What you are asked to do: From the entries below, transcribe exactly the lines between the line holding "Keypoints: one point per instance, placed on the white" and the line holding "Keypoints: one point per instance, placed on the dark", inclusive; skip all other lines.

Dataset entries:
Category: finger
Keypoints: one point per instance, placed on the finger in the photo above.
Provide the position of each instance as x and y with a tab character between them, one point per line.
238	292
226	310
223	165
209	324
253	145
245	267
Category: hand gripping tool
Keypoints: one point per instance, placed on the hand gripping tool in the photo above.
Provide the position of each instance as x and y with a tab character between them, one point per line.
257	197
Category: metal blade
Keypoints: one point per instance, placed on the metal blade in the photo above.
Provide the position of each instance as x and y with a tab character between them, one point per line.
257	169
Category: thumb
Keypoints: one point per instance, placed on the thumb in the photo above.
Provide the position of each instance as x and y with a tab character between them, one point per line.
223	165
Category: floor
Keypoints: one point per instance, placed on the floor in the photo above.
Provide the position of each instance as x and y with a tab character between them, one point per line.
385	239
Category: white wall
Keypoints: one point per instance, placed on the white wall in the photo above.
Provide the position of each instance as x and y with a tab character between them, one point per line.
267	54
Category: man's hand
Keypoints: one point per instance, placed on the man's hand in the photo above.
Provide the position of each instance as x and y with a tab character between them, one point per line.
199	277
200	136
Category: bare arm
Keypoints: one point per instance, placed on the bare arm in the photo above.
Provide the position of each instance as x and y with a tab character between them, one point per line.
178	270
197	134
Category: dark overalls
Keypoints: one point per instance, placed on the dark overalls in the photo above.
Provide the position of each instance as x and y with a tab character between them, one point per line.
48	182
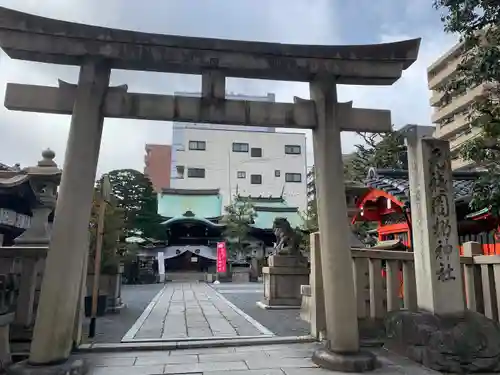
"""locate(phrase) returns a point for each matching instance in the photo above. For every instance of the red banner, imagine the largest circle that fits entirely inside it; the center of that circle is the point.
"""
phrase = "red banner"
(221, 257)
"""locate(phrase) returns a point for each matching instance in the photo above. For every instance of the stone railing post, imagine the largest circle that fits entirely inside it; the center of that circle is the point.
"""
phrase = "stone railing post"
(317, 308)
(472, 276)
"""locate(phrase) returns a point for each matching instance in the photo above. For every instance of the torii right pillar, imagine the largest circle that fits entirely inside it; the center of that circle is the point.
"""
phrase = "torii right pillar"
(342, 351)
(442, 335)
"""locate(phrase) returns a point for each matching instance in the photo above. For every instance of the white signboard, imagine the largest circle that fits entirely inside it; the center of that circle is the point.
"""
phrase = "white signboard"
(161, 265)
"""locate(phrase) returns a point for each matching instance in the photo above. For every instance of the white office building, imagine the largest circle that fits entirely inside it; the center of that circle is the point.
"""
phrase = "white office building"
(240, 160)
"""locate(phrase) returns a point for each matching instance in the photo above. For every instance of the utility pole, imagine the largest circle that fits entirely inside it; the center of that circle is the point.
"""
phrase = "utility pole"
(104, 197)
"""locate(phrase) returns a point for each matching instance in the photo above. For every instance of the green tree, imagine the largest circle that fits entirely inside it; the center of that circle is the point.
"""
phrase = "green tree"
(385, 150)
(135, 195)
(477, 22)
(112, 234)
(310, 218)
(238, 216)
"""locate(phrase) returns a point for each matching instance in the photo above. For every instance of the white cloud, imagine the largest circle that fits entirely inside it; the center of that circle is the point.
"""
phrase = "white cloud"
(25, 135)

--

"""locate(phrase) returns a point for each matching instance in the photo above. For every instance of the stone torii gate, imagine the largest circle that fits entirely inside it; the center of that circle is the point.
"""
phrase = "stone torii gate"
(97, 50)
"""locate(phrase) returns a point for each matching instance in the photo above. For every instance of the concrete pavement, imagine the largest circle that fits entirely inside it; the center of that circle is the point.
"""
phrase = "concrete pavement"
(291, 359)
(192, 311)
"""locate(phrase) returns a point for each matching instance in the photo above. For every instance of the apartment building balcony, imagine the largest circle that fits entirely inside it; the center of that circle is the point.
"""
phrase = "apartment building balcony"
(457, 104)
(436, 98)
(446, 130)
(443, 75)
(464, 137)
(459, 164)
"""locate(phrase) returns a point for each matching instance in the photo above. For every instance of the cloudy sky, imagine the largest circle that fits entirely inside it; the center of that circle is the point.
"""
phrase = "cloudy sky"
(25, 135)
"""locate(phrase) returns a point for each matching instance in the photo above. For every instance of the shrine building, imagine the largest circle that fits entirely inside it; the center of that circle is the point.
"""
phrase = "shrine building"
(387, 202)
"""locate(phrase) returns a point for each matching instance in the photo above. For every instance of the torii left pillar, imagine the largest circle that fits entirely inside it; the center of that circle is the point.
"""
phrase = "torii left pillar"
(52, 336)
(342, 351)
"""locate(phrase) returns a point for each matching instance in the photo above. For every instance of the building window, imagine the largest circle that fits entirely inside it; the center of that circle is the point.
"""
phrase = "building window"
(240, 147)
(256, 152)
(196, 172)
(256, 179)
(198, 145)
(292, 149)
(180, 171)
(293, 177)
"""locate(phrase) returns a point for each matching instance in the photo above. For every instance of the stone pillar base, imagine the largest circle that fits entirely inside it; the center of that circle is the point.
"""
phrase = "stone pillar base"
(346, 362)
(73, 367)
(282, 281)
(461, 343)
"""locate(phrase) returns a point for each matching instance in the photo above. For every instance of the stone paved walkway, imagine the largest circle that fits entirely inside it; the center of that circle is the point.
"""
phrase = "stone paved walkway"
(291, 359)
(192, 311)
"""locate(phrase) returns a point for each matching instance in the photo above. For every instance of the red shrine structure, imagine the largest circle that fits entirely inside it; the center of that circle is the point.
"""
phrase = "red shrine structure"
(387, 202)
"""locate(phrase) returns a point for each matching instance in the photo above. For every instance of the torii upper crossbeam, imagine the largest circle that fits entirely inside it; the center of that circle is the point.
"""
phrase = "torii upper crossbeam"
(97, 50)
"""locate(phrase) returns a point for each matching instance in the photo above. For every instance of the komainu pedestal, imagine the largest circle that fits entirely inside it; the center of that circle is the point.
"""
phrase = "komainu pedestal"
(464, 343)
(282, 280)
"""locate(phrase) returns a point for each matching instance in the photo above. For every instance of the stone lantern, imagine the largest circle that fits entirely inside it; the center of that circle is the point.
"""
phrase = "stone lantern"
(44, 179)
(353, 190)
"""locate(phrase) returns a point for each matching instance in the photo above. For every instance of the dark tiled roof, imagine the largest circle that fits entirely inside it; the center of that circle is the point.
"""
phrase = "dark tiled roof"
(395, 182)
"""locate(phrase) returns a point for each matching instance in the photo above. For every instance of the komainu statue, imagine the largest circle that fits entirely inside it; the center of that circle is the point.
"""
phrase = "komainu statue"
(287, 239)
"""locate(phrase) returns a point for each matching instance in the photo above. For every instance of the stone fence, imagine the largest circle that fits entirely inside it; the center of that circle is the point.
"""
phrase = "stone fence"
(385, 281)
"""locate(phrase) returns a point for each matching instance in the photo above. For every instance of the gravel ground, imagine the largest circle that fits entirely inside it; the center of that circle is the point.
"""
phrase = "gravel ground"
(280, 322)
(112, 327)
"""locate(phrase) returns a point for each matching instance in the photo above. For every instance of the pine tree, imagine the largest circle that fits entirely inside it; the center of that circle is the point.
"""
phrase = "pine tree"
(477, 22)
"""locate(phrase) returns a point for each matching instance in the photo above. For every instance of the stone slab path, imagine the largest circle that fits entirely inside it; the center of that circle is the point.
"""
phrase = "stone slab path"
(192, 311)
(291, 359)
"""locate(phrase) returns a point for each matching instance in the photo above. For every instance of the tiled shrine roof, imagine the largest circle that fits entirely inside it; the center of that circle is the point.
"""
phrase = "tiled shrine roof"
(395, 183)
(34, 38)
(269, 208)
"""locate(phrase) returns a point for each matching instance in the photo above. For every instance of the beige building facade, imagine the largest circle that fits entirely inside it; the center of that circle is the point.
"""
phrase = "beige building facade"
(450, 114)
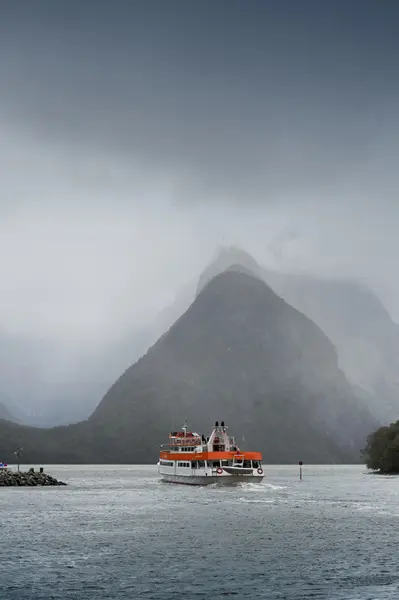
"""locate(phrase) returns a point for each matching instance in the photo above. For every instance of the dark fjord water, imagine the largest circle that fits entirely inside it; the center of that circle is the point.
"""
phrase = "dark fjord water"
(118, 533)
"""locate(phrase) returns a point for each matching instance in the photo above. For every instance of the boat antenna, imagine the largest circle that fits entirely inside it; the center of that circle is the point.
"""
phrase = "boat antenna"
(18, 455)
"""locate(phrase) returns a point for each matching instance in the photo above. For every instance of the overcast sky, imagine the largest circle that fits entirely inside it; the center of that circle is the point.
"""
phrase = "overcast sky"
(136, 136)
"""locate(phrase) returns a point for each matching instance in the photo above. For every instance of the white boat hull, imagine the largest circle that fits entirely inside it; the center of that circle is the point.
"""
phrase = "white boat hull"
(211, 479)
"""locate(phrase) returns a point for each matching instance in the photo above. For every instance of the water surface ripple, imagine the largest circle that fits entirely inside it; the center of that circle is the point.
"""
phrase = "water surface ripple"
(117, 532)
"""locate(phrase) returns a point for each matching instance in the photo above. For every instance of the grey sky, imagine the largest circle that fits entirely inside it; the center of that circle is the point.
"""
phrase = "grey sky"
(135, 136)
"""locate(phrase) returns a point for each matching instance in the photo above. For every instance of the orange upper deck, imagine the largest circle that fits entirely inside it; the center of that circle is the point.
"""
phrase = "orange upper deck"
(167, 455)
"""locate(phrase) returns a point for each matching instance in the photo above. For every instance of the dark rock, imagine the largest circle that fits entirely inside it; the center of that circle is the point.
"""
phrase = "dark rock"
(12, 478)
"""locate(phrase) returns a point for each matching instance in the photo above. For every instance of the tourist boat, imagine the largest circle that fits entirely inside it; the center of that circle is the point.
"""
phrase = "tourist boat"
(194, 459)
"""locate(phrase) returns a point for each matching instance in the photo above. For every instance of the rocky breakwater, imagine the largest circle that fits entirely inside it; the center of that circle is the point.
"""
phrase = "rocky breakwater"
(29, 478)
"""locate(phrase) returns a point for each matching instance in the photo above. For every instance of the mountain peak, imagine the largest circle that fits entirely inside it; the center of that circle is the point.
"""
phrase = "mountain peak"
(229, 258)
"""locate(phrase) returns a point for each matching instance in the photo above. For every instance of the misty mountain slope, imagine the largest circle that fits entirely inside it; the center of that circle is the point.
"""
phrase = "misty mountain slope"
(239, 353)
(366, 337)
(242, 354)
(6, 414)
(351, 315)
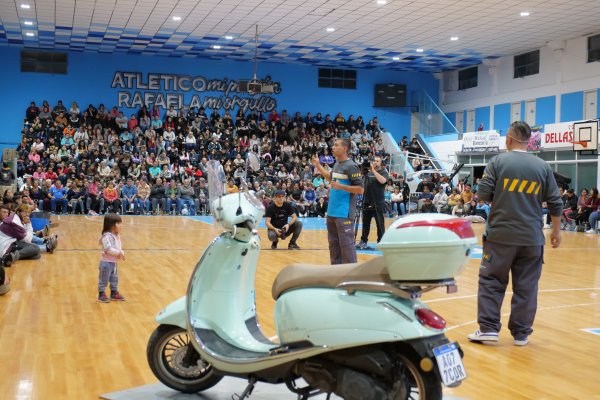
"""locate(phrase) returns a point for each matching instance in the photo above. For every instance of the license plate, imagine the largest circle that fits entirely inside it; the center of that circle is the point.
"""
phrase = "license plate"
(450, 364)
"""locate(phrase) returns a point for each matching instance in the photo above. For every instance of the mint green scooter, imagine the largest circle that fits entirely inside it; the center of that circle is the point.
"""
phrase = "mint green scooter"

Solution:
Keypoints: one point per instance, placed on the white wall in the photo above.
Provide the position of each instance as x and y with a tab character between them, one point per line.
267	54
Category: man's hand
Keypoints: one point per instance, placed on the man's hand in the photo above.
Provide the position of each instance as x and y with a tab character between them, one point per line.
199	277
200	136
Category: bare arm
Keypoints: one point per instance, placed on the bare arm in the photo above.
Provide the position of each instance as x and y with a tab character between them, one point per line.
178	270
197	134
Category: dark overalls
Keypoints: one point per instance, placed on the dark overalls in the photo above.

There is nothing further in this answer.